**DOCUMENT EXTRACT:**
■ ■ ■ ■ ■
Source: By K. Venkataramanan: The Hindu

At one level it is a legal issue over the interpretation of a provision in the new land acquisition law of 2013. At another, it is a question of possible judicial bias warranting the withdrawal of a judge from the proceedings. The reason is that the judge concerned, Justice Arun Mishra, of the Supreme Court of India, had overruled a precedent that had held good for four years and given a new interpretation, but was still asked to head a larger Bench meant to render an authoritative verdict on which of the two interpretations is right.

What is the provision and why does it need interpretation?

The Right to Fair Compensation and Transparency in Land Acquisition, Rehabilitation and Resettlement Act 2013 (2013 Act), replaced the Land Acquisition Act, 1894 (1894 Act). The new Act provides for higher compensation to those deprived of land by the government for both public and private sector projects. It also mandates consent of a majority of land-owners, and contains provisions for rehabilitation and resettlement.
■ ■ ■ ■ ■
Saved entries:
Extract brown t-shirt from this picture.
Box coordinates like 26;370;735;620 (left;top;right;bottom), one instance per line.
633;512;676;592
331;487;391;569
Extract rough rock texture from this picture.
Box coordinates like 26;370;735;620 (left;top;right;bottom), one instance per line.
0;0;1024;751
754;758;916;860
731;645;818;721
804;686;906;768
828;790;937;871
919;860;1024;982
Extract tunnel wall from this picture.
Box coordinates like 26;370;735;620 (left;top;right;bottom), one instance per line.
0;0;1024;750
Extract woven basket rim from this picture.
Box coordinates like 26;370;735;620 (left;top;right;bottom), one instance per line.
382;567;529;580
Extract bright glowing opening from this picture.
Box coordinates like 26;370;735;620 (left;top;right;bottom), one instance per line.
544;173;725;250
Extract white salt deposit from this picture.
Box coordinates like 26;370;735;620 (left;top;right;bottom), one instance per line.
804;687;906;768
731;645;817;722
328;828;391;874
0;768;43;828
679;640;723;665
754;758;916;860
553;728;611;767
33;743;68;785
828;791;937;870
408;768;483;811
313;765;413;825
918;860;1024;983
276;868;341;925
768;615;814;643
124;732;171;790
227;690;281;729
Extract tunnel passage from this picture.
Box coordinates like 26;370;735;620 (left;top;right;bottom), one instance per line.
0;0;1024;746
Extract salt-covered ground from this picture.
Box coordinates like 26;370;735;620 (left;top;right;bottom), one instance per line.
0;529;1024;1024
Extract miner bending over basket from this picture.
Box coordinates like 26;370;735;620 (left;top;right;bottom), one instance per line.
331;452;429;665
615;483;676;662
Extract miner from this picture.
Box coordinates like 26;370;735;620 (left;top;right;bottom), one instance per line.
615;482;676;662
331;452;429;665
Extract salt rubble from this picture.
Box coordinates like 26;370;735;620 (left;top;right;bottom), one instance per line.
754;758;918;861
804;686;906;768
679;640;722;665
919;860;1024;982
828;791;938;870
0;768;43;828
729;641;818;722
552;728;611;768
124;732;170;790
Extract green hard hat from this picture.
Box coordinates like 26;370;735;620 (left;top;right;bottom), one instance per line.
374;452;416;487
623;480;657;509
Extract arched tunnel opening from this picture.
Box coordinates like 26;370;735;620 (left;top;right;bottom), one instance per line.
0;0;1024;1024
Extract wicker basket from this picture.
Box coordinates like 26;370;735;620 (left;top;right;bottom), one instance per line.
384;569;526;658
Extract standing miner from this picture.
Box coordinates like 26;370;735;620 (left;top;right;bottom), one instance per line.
■ ■ ■ ■ ■
**WHAT THIS EXERCISE ASKS:**
**A)** Reproduce the passage of the land acquisition article from "What is the" to "rehabilitation and resettlement." word for word.
**B)** From the land acquisition article, list each thing that the final paragraph says the 2013 Act provides for, mandates or contains.
**C)** Write a continuation of the land acquisition article, beginning after its final sentence.

**ANSWERS TO EACH TASK:**
**A)**
What is the provision and why does it need interpretation?

The Right to Fair Compensation and Transparency in Land Acquisition, Rehabilitation and Resettlement Act 2013 (2013 Act), replaced the Land Acquisition Act, 1894 (1894 Act). The new Act provides for higher compensation to those deprived of land by the government for both public and private sector projects. It also mandates consent of a majority of land-owners, and contains provisions for rehabilitation and resettlement.

**B)**
- Higher compensation to those deprived of land by the government for both public and private sector projects
- Consent of a majority of land-owners
- Provisions for rehabilitation and resettlement

**C)**
Under Section 24(2), land acquisition made under the old law of 1894 lapses if the award of compensation had been made five years before the new Act came into force, but has not been paid. In such cases, the process will have to be gone through afresh under the new Act, which mandates higher compensation. There are cases in which farmers and other land-owners have refused the compensation, leading to delay in the government taking possession. In this situation, the compensation amount is deposited in the government treasury. According to one interpretation, if this is done, the acquisition process is saved. Then again, others contend that such cases will fall under the new Act because compensation has not been paid to the land-owners, and the lapsing clause in Section 24 should be applied.

If, through interpretation, a long-pending land acquisition process is closed under the old law and fresh acquisition proceedings started under the new one, the land-owners stand to benefit, but project proponents will have to pay higher compensation. Therefore, the provision concerned is often a subject of litigation.

What happened in the case before the Supreme Court?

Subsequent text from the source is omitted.